## Study questions
[a] Rewrite the section of the carp die-off text that opens with the words containing "Other than the" and closes with "from that year.", substituting "turtles" for "crayfish".
[b] According to the carp die-off text, why can pollution most likely be ruled out as the cause of the dead fish? Answer in one to three sentences.
[c] Continue the carp die-off text from its last sentence.
------ Selected excerpt
The fish you are seeing most likely died as a result of a bacterial infection. Pollution can most likely be ruled out based on the fact that the dead fish are almost exclusively carp. If this were a pollution case, a wide variety of fish species would be involved.

Your observations are not uncommon at this time of year (May). The Commission annually receives reports of similar kills for the Susquehanna and some of its tributaries as well as on the Delaware River and some of its tributary streams. As temperatures warm rapidly and carp spawning is occurring, some carp become stressed. Carp, weakened by the stress, are then susceptible to infection. The last two weeks of May represent times when most anglers and biologists report carp exhibiting these symptoms.

This type of fish kill is not unusual. In fact, they're more common than many people realize. Fish, like humans, battle disease and infection all the time. Often, because relatively small numbers of fish succumb, people don't even know a kill has occurred. But just as humans sometimes endure "bad flu seasons," the naturally occurring microorganisms that affect fish (or the agents like parasites that help transmit them) are periodically more prevalent or widespread than normal. This can be a result of environmental conditions such as water flow and temperature in a given year. Carp can sometimes be more susceptible than other fish species to certain infections. Because they are aggressive spawners, carp frequently scrape themselves in the rocky shallows. As we know from our own bodies, open wounds are often the pathway for an infection to take hold.

Other than the unsightliness and smell of decaying carcasses, there's most likely no threat to humans. Much as common human illnesses like a cold usually can't be transmitted to the family dog, fish diseases rarely affect people. And while a fish kill like the one you describe can be aesthetically displeasing to us, don't forget there are scavengers such as crayfish, birds, catfish - even raccoons - that greatly benefit from the plentiful food these remains provide. There's an old saying: "Mother Nature wastes nothing."

In 2000, the Commission received more reports of dead carp than usual, below are updates from that year.

(7/11/00) Similar carp die-offs have now been reported in the Harrisburg area, as well as the Upper Delaware River. In addition, kills have been noted in New Jersey, New York, Ohio and Ontario Canada. In working with our colleagues in other states/provinces, there has been discussion that the culprit could be viral rather than bacterial. There is a newly recognized virus, koi herpesvirus (KHV), that has been associated with mass mortality of juvenile and adult koi - a close relative of the common carp.
------------
------ Given information
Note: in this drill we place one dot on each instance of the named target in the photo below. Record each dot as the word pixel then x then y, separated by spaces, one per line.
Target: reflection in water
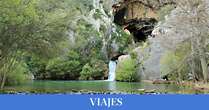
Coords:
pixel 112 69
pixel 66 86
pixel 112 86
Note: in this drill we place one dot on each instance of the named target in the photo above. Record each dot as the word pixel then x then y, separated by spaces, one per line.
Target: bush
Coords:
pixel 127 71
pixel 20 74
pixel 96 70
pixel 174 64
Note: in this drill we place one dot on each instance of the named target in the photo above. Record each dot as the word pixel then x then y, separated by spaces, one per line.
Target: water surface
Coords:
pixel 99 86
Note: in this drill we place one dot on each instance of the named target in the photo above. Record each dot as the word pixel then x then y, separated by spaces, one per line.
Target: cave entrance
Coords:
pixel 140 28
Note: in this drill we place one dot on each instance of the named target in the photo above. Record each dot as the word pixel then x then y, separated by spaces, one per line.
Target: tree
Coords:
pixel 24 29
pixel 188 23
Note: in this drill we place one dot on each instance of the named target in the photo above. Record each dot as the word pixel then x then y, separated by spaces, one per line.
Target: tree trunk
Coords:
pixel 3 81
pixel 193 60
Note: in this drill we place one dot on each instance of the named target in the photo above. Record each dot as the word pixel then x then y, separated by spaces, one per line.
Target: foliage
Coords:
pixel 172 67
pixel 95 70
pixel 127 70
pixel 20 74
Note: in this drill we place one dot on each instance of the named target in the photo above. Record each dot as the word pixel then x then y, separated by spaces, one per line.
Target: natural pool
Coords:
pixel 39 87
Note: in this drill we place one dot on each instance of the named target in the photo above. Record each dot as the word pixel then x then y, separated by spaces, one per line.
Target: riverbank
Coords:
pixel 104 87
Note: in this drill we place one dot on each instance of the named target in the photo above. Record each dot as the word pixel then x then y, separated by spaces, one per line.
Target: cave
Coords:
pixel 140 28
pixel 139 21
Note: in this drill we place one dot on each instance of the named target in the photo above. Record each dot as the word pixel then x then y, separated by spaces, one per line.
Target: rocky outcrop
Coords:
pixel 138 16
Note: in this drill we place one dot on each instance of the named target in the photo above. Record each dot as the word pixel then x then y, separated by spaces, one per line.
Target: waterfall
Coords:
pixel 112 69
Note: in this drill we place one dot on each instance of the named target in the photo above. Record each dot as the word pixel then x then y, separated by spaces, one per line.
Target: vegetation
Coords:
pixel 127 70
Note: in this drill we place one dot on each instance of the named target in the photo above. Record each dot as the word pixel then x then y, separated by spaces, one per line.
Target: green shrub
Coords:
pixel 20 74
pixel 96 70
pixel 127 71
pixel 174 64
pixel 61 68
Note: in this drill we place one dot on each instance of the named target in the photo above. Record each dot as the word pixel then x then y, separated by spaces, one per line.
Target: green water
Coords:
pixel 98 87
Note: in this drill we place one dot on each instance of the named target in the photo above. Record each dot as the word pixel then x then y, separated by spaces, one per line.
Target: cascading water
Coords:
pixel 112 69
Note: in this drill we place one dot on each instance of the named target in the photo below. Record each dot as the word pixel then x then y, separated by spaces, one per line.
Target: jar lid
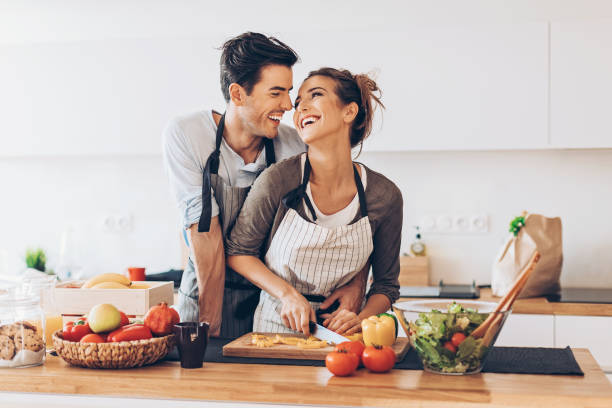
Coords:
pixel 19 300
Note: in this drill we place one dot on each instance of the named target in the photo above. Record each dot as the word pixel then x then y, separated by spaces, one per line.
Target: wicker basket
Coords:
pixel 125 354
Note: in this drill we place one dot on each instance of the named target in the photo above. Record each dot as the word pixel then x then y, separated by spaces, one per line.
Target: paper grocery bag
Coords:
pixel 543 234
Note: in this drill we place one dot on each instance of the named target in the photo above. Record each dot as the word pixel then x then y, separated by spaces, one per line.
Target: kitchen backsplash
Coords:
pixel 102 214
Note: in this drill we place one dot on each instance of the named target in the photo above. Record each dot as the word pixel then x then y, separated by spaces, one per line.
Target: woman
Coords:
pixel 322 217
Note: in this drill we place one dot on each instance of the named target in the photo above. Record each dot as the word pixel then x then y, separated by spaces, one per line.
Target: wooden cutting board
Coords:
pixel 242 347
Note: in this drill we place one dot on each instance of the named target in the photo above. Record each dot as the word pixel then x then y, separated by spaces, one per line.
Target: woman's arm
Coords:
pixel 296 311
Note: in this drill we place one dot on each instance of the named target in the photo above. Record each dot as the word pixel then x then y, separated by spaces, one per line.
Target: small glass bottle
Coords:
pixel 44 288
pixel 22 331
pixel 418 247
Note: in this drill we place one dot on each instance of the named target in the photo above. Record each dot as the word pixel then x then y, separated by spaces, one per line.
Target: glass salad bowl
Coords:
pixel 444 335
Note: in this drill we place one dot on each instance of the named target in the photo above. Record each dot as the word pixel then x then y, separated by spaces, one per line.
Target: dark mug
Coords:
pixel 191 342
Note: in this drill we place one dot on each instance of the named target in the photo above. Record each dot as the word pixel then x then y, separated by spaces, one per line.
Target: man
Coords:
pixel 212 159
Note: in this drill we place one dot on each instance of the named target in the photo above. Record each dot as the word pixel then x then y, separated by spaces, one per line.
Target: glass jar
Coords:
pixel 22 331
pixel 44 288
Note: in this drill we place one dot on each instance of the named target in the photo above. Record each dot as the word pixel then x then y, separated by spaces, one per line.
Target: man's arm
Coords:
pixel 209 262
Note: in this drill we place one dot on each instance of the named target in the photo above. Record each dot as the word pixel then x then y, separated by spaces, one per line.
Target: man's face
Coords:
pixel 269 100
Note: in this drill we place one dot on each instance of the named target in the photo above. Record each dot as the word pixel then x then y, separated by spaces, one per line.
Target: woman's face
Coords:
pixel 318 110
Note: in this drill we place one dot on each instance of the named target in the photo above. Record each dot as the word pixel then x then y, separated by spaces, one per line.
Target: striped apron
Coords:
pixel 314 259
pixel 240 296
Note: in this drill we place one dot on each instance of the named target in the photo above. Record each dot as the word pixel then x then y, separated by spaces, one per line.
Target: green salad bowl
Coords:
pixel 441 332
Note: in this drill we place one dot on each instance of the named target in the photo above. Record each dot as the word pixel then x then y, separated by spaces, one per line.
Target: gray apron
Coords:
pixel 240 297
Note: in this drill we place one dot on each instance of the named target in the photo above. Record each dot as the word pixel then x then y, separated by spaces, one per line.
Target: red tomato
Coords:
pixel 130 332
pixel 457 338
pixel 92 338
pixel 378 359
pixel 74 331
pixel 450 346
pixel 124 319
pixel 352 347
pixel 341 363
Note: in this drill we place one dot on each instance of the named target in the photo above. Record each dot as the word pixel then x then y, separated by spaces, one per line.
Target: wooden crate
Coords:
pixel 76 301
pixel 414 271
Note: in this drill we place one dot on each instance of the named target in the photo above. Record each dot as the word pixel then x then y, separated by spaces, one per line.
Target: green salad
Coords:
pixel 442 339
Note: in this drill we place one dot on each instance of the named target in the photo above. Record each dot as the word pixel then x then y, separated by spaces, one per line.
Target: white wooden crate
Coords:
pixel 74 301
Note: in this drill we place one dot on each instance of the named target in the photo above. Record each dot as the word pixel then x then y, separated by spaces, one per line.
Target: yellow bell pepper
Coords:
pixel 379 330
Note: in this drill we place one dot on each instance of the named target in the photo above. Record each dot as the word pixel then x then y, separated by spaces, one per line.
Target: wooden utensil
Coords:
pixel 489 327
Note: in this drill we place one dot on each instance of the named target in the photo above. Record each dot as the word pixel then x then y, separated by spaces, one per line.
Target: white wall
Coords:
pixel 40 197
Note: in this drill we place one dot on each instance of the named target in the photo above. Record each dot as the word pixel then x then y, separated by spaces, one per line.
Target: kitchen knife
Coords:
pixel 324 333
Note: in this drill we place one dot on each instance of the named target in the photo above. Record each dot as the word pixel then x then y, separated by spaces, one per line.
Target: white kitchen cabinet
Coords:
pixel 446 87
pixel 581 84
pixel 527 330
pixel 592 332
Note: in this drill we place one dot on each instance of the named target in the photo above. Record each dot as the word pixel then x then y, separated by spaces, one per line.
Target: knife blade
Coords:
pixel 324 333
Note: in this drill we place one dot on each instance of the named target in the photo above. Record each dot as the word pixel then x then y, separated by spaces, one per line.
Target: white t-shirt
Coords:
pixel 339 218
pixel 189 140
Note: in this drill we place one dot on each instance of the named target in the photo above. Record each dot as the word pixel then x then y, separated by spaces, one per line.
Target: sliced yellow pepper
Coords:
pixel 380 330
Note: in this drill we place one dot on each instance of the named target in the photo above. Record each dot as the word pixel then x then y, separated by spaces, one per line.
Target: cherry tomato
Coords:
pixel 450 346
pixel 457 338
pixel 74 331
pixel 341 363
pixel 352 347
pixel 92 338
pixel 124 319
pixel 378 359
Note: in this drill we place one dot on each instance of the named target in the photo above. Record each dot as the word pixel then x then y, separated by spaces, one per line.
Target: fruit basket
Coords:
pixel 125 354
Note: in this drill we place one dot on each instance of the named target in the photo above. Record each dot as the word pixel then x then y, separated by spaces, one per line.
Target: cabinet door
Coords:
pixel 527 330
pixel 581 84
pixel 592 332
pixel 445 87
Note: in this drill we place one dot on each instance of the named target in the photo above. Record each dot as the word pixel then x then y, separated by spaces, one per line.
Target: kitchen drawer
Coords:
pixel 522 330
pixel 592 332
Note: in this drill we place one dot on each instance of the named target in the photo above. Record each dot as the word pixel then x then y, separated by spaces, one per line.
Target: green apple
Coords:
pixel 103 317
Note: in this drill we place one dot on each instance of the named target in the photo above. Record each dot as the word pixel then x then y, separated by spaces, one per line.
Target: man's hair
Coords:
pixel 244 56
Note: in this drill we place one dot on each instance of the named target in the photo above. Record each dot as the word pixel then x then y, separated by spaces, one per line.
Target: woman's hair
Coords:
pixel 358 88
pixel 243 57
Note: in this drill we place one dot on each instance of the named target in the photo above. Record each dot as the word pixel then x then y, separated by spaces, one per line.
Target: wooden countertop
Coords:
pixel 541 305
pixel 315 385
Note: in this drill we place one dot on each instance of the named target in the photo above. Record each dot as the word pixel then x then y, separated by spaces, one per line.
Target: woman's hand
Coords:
------------
## Answer section
[a]
Other than the unsightliness and smell of decaying carcasses, there's most likely no threat to humans. Much as common human illnesses like a cold usually can't be transmitted to the family dog, fish diseases rarely affect people. And while a fish kill like the one you describe can be aesthetically displeasing to us, don't forget there are scavengers such as turtles, birds, catfish - even raccoons - that greatly benefit from the plentiful food these remains provide. There's an old saying: "Mother Nature wastes nothing."

In 2000, the Commission received more reports of dead carp than usual, below are updates from that year.

[b] Pollution can most likely be ruled out because the dead fish are almost exclusively carp. A pollution case would involve a wide variety of fish species.

[c]
(7/12/00) Illinois and Michigan have also reported carp die-offs this summer. Aeromonas hydrophila (which in the past has caused carp die-offs in Wisconsin, Arkansas and the United Kingdom) and KHV are the leading suggested pathogens by biologists monitoring the kills. A flexibacter (bacteria) has been identified in the Delaware River kill. It is important to note that while it is interesting to observe widespread reports of carp kills this summer, it is also premature to assume a direct connection or single causative agent.

(7/13/00) Biologists monitoring the carp die-offs concur that given the large geographic region in which mortality has been noted, a broad reaching phenomenon (such as weather influence) seems plausible. It is unlikely any singular infectious organism or other such agent would spread that quickly across such a large area, yet leave many populations of carp unaffected. The fact that the dead carp are almost exclusively of adult size lends credence to the theory that spawning stress accentuated by fluctuation water levels and temperatures (heavy rains, winds, etc.) were the main contributing factors leading to die-offs. Fish may die due to thermal stress (large shifts in temperature after a rain) or oxygen stress (associated with runoff). Spawning fish are already under stress (including diminished immune capacity). Either a sudden or gradual shift in temperature or oxygen can further weaken a fish which may either directly kill the fish or increase the likelihood of secondary infections.